# Record extracts
■ ■ ■ ■ ■

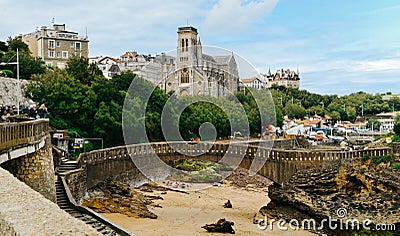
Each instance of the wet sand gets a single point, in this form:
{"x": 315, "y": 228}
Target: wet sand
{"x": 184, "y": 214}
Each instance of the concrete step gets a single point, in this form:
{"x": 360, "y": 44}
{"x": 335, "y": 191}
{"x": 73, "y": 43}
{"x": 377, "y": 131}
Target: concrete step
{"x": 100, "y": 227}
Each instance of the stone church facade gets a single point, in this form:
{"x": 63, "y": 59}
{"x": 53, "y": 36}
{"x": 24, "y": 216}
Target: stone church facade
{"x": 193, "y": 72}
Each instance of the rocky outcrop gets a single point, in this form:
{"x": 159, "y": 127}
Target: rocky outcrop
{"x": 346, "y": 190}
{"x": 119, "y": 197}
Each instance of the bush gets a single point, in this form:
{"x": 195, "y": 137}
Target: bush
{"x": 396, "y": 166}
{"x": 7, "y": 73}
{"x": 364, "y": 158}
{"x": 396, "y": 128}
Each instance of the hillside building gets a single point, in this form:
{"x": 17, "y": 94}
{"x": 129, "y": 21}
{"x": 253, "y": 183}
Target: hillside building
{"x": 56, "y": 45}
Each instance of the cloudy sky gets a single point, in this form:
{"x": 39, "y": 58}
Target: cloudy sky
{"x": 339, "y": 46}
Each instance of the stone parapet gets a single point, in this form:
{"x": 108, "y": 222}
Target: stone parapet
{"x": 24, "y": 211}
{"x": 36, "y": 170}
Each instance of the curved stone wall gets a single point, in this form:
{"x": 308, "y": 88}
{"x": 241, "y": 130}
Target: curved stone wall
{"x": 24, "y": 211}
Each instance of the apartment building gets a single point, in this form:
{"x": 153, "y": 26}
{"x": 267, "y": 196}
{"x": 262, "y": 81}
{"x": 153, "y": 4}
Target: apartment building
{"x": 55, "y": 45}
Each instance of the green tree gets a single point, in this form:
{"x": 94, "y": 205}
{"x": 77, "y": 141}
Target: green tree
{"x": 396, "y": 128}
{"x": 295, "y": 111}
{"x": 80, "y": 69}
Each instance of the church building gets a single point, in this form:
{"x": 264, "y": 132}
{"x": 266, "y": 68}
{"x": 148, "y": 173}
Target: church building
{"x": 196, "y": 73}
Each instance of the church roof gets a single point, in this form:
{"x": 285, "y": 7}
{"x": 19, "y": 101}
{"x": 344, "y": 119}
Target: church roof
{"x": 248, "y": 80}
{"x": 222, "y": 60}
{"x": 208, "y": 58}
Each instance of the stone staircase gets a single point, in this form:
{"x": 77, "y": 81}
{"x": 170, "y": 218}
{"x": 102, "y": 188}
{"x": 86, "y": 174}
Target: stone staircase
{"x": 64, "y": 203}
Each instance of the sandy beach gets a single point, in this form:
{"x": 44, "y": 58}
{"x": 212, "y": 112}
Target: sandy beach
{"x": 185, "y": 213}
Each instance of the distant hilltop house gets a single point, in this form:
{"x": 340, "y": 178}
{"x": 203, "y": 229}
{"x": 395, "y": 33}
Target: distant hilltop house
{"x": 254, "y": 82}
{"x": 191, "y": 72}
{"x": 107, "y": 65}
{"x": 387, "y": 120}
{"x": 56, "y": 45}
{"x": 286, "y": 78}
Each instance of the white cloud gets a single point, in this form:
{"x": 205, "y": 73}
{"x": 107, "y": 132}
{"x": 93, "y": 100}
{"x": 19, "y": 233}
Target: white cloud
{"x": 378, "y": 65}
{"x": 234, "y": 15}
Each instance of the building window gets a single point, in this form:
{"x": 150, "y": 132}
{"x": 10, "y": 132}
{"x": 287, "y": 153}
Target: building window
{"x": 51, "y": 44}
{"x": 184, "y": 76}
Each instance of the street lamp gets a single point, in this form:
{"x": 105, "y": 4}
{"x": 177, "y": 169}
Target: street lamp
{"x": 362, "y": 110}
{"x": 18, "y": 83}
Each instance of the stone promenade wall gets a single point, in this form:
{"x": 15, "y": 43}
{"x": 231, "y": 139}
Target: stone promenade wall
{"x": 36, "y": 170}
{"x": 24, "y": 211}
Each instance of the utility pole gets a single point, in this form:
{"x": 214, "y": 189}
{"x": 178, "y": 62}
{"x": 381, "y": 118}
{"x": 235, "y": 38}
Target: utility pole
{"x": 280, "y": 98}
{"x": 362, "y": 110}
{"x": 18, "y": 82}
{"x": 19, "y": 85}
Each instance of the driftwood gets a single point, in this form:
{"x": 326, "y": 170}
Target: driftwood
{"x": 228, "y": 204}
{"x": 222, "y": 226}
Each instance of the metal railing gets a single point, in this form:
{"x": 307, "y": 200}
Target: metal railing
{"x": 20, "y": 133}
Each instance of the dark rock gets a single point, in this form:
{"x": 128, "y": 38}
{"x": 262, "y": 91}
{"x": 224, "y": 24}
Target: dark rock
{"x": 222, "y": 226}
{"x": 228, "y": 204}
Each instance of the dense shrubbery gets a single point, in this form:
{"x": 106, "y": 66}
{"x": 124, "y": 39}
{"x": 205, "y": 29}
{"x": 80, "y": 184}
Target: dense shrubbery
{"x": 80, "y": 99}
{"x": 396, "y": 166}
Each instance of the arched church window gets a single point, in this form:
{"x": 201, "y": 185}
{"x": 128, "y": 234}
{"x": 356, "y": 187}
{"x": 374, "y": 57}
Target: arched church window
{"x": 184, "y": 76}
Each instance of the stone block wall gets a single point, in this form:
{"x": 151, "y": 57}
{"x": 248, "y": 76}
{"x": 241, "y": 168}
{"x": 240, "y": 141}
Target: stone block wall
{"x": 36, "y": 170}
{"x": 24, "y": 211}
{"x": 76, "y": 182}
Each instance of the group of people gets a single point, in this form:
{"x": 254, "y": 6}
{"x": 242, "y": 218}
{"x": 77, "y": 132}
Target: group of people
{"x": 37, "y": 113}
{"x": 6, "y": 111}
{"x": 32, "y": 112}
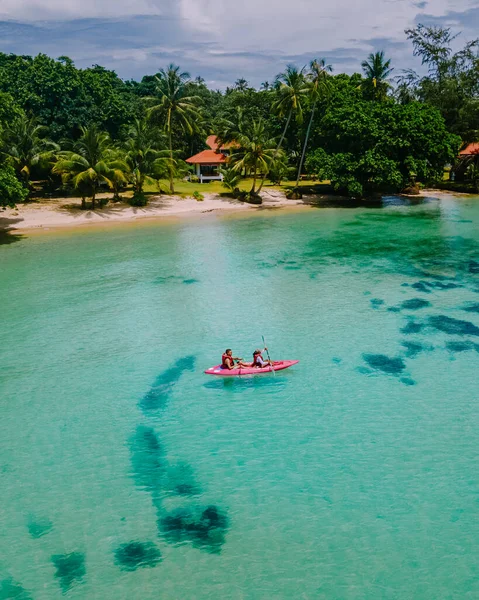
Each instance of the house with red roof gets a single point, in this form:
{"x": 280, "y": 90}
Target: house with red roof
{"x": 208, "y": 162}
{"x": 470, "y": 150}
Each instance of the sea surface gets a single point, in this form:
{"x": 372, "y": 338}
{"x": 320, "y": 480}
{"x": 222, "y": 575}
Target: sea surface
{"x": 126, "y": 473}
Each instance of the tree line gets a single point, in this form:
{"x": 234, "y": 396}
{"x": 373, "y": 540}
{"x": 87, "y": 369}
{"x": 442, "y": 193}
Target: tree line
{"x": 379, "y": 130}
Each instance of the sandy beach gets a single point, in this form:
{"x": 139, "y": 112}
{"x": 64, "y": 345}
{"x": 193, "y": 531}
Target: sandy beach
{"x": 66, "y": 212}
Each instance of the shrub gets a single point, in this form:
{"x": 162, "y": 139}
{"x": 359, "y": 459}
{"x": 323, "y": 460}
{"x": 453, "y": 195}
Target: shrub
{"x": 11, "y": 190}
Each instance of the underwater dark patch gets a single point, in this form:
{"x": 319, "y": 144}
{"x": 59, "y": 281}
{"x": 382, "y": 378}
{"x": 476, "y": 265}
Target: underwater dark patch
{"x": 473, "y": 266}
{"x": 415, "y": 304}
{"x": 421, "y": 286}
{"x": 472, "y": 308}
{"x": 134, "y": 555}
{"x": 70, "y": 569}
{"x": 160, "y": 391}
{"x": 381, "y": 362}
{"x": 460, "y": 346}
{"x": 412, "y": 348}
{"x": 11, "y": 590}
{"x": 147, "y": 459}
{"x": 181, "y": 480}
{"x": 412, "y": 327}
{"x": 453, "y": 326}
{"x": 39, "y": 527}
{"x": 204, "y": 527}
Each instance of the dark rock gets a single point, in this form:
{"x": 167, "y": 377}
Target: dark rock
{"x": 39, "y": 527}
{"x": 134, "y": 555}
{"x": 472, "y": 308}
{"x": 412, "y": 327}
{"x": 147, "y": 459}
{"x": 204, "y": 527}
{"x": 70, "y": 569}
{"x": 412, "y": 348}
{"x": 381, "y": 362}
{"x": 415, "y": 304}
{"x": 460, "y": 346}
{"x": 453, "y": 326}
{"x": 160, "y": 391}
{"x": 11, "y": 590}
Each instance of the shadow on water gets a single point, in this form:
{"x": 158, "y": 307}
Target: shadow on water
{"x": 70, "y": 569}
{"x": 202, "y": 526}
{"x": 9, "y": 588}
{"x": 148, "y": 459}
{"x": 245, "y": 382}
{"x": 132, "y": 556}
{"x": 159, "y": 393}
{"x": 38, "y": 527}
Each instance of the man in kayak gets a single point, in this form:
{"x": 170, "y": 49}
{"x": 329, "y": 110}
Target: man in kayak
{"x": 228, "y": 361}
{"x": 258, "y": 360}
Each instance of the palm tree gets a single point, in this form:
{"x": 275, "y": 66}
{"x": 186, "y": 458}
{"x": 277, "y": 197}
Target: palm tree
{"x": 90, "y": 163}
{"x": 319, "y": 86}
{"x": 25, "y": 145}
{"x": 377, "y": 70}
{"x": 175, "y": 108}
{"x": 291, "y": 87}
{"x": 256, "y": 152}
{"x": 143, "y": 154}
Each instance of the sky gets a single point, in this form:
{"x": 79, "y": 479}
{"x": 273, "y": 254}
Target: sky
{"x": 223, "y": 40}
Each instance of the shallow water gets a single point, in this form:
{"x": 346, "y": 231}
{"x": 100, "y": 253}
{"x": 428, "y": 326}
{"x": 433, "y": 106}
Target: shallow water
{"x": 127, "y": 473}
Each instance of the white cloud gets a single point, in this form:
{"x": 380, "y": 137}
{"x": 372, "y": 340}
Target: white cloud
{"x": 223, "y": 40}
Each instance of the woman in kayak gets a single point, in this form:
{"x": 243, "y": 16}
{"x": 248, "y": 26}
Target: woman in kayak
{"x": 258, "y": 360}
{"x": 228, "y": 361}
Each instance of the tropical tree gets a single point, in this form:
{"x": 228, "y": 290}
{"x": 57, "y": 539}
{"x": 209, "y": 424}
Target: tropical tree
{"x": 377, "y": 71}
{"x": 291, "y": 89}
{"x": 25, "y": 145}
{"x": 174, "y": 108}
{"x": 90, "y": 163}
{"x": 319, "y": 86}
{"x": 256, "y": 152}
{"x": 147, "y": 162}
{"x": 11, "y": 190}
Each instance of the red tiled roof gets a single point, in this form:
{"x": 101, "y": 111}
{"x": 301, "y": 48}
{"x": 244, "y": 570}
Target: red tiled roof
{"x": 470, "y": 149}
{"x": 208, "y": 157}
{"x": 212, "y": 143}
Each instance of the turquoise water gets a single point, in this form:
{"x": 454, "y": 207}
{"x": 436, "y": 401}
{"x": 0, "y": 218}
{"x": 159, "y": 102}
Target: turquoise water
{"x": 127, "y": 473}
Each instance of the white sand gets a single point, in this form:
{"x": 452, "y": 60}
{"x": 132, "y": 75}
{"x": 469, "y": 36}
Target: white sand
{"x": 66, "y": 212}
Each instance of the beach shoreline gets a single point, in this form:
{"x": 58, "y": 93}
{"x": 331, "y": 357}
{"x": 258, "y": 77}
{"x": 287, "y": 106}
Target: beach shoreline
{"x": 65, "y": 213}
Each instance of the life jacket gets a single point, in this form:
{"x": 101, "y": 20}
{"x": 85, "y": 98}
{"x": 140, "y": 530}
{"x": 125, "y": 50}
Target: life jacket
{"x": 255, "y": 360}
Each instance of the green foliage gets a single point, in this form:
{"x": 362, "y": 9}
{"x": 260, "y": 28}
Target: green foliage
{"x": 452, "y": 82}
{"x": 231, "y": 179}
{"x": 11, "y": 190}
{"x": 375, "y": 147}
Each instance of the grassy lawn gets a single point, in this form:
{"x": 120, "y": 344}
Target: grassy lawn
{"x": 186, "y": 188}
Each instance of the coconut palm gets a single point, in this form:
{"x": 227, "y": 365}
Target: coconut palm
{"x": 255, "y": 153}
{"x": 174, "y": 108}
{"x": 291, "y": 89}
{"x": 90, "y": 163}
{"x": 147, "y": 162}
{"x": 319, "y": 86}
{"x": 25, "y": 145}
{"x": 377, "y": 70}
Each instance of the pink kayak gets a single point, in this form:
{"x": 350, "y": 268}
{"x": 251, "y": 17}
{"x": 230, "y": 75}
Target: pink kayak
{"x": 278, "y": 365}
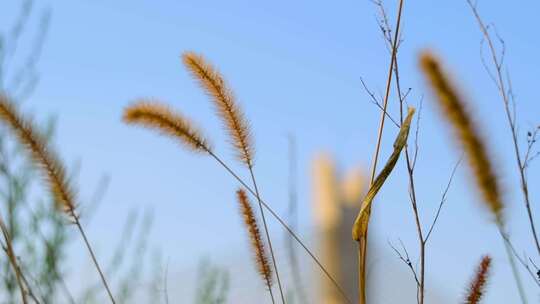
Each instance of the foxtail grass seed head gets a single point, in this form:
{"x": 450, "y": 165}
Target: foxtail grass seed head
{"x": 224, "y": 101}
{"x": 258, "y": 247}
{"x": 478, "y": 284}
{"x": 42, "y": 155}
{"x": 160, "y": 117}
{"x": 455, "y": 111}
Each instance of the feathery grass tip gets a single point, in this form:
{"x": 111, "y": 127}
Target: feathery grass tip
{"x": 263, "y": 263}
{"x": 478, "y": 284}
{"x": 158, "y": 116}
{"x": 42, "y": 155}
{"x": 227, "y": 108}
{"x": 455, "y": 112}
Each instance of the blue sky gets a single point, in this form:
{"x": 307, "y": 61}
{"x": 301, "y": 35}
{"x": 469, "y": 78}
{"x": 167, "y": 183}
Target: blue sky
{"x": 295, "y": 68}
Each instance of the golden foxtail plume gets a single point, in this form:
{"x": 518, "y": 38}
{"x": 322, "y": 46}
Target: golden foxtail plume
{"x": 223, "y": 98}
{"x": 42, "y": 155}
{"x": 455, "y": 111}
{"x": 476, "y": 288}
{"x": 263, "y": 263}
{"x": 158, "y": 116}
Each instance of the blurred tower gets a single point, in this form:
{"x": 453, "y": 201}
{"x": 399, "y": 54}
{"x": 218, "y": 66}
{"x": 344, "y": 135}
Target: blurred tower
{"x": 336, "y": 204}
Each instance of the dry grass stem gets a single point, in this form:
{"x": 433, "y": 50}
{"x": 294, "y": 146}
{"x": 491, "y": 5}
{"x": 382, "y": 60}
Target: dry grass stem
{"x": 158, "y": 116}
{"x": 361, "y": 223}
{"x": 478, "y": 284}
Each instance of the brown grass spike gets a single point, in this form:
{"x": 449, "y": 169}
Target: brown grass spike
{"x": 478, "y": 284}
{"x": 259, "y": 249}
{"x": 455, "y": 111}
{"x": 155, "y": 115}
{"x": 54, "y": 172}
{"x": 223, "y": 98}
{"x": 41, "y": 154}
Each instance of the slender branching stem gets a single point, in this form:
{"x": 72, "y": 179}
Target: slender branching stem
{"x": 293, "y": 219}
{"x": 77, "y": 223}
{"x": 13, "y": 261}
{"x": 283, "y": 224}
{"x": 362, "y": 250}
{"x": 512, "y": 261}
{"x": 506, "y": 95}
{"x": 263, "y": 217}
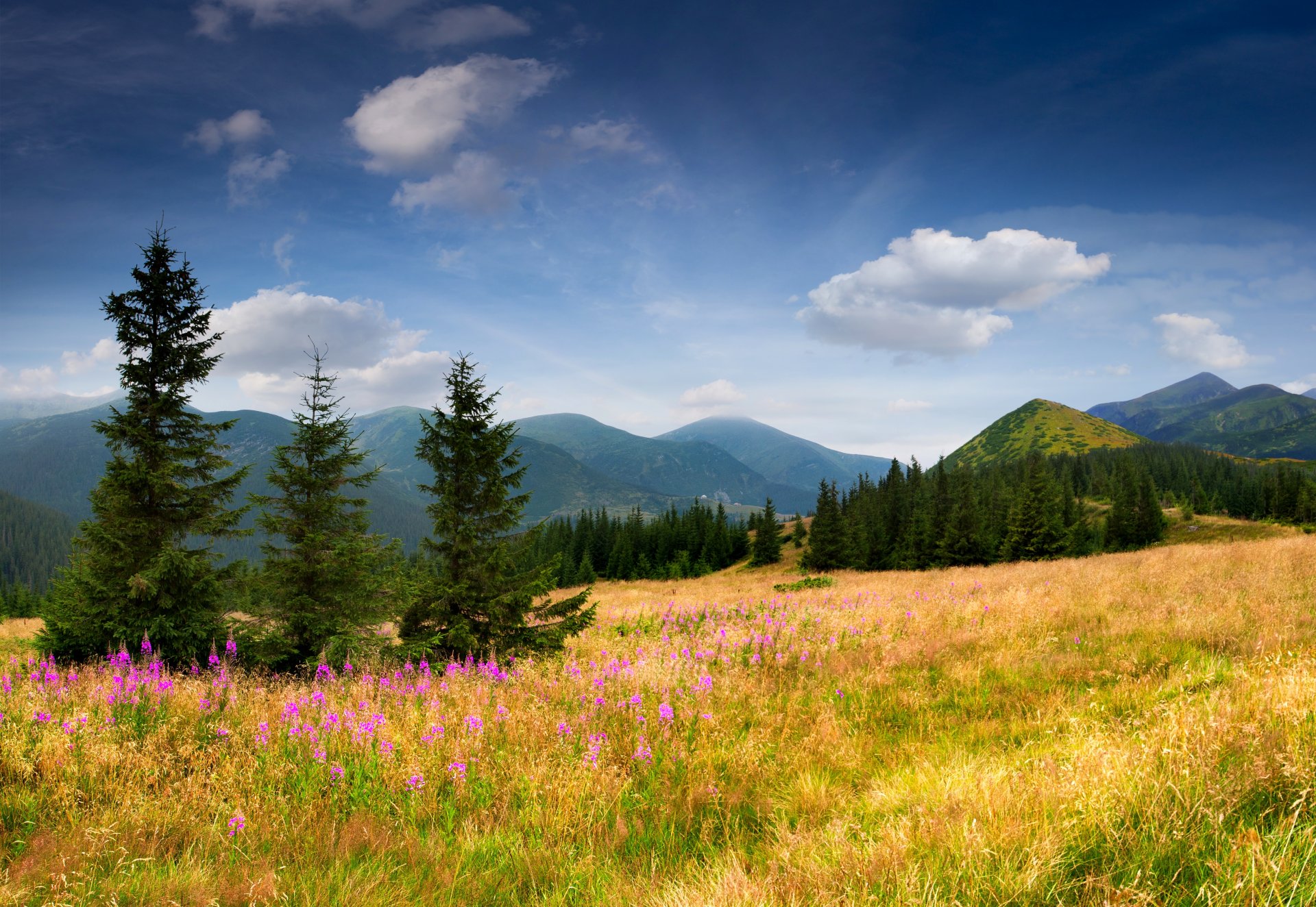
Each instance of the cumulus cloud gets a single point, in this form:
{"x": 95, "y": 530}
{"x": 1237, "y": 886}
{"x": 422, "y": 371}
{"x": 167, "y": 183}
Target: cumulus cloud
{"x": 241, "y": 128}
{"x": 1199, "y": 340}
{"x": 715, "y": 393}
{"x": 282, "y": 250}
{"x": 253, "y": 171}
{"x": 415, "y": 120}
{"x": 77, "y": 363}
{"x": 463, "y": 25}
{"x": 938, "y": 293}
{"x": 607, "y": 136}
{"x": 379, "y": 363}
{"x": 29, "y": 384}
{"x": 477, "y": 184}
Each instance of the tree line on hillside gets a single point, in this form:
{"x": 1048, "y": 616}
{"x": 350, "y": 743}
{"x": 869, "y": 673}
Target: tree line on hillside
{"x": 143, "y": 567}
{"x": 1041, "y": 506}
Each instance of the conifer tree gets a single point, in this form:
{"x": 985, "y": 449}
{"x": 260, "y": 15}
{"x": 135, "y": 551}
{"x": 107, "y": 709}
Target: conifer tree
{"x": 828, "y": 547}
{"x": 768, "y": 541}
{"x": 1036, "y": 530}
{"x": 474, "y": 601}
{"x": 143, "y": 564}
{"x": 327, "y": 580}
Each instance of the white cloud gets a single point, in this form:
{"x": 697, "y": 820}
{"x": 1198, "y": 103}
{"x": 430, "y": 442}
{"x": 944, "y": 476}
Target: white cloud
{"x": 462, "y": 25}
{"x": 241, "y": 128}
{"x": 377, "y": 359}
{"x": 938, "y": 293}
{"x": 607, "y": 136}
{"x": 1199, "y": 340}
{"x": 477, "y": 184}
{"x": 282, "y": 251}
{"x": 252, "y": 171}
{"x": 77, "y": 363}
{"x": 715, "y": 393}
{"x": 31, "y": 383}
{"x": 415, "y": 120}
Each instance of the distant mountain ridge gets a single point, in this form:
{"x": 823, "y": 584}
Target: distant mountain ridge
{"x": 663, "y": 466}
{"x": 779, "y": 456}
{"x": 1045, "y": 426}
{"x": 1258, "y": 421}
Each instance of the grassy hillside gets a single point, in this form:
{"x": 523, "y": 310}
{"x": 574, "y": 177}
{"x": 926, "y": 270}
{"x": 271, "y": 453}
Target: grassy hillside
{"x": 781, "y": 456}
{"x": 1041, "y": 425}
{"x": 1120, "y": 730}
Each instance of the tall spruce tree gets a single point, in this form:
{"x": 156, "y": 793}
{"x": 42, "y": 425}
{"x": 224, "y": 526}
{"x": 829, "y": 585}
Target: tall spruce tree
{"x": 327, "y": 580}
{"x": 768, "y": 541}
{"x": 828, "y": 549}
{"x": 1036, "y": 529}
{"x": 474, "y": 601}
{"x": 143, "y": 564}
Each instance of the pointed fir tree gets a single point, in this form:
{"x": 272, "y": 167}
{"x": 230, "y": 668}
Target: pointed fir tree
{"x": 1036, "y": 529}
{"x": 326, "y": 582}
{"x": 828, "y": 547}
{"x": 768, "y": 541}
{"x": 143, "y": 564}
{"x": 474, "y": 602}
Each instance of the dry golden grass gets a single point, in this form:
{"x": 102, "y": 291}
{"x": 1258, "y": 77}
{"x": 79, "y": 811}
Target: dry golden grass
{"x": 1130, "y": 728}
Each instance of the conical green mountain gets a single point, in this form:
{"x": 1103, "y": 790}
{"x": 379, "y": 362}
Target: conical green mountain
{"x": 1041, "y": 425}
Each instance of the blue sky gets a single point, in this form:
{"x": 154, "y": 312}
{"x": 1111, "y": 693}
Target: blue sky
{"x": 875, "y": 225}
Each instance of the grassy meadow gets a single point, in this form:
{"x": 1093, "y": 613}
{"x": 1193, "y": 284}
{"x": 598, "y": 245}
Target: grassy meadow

■ ■ ■ ■ ■

# The task
Repeat word for word each line from the one with "Each instance of the conical" to the end of the records above, inclusive.

# Completed task
Each instance of the conical green mountain gets a single point, in this form:
{"x": 1103, "y": 790}
{"x": 379, "y": 362}
Target: conical green mountain
{"x": 1041, "y": 425}
Each instance of the blue sky gets a single point, in this form:
{"x": 154, "y": 312}
{"x": 1111, "y": 693}
Target: blue sky
{"x": 875, "y": 225}
Each instance of the grassy meadow gets a single point, in this form:
{"x": 1093, "y": 613}
{"x": 1193, "y": 284}
{"x": 598, "y": 245}
Target: grassy meadow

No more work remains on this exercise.